#### Problem statement
Rewrite the rows below, from the line containing "tag the crowd" down through the line containing "<point>200,159</point>", swapping "crowd of people" for "group of people" and leaving everything else unchanged.

#### Material
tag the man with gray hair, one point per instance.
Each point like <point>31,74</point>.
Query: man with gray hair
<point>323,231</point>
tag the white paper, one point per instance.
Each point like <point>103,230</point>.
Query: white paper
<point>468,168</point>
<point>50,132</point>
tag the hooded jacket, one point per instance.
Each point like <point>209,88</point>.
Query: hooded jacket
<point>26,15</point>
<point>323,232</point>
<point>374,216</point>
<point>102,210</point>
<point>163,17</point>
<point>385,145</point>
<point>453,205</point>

---

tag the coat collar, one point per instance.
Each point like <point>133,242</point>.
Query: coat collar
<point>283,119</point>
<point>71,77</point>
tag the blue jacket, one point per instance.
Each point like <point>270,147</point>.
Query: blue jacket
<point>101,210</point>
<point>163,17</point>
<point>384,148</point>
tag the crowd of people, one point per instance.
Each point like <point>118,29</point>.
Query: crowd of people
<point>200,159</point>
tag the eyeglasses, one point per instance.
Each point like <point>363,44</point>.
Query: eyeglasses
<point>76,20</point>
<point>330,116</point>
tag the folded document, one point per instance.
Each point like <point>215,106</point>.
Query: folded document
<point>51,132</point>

#### Written solution
tag the group of people, one point per instance.
Each point like <point>118,29</point>.
Query: group of people
<point>200,159</point>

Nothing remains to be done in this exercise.